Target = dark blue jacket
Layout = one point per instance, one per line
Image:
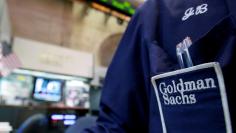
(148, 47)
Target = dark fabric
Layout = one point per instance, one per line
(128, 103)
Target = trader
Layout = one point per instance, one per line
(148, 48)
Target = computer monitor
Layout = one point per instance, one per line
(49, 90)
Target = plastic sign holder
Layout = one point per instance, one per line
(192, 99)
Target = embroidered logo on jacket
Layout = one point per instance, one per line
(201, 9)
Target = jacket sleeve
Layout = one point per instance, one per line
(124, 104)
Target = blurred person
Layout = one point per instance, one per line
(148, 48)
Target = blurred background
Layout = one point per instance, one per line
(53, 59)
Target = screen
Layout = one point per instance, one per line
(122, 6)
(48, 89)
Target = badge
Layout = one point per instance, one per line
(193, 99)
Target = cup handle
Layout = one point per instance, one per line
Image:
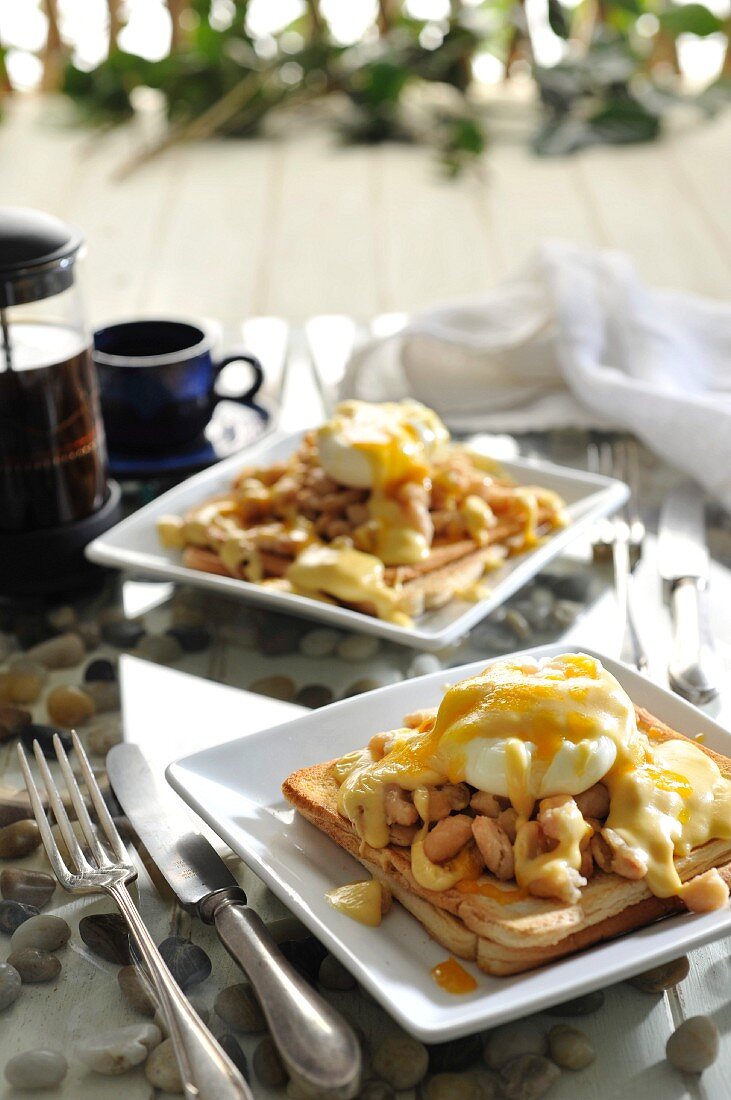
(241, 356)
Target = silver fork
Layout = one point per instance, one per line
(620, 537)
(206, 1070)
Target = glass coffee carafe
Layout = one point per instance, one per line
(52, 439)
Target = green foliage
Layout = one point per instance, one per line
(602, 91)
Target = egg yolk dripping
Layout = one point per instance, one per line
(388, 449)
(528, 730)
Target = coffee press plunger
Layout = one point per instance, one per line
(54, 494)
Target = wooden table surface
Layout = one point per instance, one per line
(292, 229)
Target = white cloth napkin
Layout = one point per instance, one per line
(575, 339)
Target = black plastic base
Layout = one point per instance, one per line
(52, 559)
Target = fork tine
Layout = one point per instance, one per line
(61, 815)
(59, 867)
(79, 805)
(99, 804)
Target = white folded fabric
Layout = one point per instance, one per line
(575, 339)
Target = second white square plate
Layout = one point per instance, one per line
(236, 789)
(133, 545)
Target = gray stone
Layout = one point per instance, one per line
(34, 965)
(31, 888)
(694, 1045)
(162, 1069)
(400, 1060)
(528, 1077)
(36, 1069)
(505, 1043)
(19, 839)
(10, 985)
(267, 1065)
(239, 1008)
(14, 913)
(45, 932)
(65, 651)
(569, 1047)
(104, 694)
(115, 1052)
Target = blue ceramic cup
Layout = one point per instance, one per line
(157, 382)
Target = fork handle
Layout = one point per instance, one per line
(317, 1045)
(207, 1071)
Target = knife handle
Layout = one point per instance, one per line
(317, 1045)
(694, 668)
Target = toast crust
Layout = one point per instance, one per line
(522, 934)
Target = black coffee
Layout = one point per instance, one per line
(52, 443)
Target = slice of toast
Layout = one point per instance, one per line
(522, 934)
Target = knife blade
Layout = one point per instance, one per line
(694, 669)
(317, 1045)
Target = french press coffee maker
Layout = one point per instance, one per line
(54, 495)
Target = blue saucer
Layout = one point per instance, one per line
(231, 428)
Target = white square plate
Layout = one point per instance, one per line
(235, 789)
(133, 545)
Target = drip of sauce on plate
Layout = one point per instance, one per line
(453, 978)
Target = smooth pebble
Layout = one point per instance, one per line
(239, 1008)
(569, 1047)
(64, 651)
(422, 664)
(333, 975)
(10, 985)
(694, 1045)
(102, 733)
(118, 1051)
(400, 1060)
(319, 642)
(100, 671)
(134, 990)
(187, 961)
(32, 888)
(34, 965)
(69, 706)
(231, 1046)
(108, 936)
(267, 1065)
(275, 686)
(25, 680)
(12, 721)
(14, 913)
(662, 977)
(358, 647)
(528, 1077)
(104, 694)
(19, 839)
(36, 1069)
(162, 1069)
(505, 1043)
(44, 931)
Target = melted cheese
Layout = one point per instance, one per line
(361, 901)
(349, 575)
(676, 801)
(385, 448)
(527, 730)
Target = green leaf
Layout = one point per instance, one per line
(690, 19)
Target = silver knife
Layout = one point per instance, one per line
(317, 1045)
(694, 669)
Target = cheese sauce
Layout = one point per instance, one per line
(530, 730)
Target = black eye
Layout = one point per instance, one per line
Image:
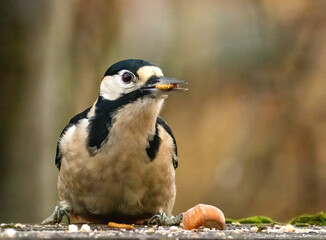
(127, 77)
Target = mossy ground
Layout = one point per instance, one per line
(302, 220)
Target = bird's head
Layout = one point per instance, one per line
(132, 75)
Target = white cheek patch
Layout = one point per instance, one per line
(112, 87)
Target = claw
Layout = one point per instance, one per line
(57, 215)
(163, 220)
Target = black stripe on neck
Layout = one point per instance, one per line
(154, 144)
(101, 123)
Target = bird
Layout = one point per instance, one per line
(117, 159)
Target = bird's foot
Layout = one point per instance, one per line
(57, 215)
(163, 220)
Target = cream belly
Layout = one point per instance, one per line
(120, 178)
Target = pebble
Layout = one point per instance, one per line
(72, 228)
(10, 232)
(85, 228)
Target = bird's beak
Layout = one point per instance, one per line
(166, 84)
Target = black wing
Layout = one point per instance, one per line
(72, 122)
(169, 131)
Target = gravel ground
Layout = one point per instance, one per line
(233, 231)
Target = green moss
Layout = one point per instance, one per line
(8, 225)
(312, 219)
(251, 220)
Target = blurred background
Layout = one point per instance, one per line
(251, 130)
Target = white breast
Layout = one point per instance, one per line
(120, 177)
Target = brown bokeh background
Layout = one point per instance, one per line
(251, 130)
------------
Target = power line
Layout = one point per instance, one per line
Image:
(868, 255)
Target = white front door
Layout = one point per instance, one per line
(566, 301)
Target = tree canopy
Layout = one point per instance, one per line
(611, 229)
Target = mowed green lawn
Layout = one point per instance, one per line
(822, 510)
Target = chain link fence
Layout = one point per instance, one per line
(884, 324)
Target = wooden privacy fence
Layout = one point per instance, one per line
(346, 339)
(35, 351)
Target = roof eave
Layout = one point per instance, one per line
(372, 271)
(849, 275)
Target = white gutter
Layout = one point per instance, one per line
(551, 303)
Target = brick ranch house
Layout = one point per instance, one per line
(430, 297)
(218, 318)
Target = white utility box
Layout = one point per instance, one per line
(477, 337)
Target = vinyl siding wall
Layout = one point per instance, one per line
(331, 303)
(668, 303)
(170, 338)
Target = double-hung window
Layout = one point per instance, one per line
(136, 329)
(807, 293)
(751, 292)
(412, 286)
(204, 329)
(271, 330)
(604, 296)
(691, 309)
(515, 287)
------------
**WHAT IS EXPECTED**
Using the entries above, give again exactly the lines from the line holding "Target = slice of toast" through the line holding "Target = drip of sauce on plate". Include both end lines and nothing else.

**TASK ANSWER**
Target = slice of toast
Layout = one point per instance, one per line
(522, 934)
Target = knife blade
Layout = one point per instance, one per line
(694, 669)
(317, 1045)
Target = french press coffee maker
Layout = one point per instance, one per line
(54, 495)
Target = blue saucer
Layout = one point per instance, one per line
(231, 428)
Target = white square plate
Layout = one point per instance, one per line
(235, 789)
(133, 545)
Target = drip of sauce on plate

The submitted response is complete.